▸ **Problem**
Can you repeat the lines from the start through the line containing "x=467 y=587", putting "locator" in place of "pointer" and leaving everything else unchanged?

^^^^

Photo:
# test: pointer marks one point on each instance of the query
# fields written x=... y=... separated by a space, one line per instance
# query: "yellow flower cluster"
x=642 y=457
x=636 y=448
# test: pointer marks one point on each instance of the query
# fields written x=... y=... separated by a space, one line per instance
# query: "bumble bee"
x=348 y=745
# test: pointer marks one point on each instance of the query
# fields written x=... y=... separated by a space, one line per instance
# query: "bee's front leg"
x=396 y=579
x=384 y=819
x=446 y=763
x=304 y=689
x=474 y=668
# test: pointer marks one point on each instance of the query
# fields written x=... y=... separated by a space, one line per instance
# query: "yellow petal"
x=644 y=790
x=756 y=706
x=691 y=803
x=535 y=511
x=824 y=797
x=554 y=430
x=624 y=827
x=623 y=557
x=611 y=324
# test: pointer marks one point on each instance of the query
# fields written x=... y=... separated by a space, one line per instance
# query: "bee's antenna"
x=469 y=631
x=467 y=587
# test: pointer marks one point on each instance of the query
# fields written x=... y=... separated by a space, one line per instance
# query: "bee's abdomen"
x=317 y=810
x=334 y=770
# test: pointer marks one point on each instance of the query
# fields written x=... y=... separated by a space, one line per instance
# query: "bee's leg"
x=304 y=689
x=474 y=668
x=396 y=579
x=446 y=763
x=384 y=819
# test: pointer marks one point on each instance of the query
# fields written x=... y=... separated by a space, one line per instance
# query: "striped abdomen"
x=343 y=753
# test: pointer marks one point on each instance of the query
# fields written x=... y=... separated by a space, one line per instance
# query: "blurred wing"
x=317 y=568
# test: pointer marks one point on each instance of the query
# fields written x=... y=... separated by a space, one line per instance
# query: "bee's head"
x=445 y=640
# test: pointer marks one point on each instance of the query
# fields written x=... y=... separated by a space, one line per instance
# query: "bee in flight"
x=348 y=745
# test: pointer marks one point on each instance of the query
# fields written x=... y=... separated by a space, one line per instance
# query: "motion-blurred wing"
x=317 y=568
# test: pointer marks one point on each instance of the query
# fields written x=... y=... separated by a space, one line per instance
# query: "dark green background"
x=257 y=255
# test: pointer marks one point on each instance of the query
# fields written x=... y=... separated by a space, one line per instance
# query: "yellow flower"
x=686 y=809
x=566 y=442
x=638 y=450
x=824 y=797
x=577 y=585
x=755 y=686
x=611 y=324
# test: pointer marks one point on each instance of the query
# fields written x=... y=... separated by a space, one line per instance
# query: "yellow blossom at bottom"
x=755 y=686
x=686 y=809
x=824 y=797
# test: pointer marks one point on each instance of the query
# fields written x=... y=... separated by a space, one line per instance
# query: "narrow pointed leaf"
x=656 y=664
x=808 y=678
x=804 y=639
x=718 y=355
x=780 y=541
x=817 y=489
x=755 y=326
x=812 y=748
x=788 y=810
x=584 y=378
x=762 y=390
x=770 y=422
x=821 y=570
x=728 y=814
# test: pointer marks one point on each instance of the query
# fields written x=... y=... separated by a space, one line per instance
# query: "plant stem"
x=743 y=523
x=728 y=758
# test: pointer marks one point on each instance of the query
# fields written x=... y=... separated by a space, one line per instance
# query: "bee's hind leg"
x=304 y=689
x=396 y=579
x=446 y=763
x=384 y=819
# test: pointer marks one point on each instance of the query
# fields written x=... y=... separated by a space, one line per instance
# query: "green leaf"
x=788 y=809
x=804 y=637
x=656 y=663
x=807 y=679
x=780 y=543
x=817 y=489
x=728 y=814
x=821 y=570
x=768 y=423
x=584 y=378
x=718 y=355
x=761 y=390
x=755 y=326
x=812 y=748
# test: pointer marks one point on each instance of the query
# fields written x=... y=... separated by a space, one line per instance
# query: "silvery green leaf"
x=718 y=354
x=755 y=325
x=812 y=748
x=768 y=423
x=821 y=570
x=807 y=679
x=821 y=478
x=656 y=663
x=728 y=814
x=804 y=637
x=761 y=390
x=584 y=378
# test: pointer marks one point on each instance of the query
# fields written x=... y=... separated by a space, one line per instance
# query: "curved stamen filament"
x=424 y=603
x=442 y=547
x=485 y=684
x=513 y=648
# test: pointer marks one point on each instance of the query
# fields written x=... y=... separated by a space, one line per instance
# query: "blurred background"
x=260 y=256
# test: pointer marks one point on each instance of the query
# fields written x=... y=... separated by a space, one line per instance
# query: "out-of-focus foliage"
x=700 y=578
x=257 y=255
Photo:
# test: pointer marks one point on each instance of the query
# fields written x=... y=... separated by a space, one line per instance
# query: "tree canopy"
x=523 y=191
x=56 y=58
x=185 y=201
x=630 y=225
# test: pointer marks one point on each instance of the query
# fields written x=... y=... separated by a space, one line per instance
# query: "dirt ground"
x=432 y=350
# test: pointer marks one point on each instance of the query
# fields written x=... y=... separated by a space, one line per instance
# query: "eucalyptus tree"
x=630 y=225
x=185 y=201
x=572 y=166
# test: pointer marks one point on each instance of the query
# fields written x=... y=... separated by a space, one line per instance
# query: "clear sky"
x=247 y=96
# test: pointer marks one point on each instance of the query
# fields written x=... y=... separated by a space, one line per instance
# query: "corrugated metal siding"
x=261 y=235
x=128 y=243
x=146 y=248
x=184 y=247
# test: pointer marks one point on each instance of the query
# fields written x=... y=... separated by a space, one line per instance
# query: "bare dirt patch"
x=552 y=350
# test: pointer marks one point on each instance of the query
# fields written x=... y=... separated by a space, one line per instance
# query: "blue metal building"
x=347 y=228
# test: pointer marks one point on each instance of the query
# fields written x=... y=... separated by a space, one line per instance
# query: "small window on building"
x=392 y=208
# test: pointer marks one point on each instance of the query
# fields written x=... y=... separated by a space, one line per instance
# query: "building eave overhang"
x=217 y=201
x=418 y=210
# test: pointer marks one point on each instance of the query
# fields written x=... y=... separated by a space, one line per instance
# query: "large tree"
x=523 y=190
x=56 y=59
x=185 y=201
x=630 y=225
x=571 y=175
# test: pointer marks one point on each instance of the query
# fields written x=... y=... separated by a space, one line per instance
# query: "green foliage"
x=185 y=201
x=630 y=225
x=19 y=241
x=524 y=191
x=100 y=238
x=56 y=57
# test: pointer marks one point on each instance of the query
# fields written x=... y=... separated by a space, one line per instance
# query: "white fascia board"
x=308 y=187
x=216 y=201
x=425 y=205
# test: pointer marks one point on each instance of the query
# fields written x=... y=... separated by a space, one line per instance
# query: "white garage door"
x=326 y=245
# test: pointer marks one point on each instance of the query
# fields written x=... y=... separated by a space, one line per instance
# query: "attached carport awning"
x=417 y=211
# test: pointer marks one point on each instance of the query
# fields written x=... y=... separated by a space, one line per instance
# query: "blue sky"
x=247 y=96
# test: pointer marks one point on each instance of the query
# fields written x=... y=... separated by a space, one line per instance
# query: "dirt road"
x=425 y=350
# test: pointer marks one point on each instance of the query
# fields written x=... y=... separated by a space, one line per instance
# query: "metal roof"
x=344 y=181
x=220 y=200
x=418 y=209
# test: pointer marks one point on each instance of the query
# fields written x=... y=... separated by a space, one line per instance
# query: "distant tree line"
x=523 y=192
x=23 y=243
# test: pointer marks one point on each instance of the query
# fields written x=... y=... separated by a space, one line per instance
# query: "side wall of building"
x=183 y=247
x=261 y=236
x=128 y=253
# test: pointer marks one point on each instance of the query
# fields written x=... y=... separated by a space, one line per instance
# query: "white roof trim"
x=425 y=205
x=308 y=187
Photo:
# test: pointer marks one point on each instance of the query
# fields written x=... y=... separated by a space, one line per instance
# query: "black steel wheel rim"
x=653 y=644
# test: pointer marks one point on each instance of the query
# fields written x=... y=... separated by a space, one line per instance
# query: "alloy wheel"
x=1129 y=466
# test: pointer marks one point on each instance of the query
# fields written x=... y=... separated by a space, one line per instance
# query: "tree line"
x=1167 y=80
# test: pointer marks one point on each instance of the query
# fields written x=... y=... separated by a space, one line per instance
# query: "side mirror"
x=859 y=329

^^^^

▸ **Answer for this exercise**
Photo:
# test: locator marks one point on each instance of the query
# fields written x=... y=... separated by a space, one line per instance
# query: "yellow flower cluster"
x=642 y=457
x=636 y=448
# test: locator marks one point on each instance of the query
# fields written x=... y=... separated by a space, one line per instance
# query: "bumble bee"
x=348 y=745
# test: locator marks one point on each instance of the query
# fields written x=... y=... separated by a space, one line per instance
# query: "bee's front leg"
x=396 y=579
x=384 y=819
x=446 y=763
x=304 y=689
x=474 y=668
# test: locator marks one point on each instance of the query
# fields written x=... y=... separated by a space, one line per instance
# query: "yellow petal"
x=644 y=790
x=756 y=706
x=691 y=803
x=535 y=511
x=824 y=797
x=554 y=430
x=624 y=827
x=623 y=557
x=611 y=324
# test: locator marks one point on each instance of the query
# fields written x=... y=... separated by a space, one line per instance
# query: "bee's antenna"
x=469 y=631
x=467 y=587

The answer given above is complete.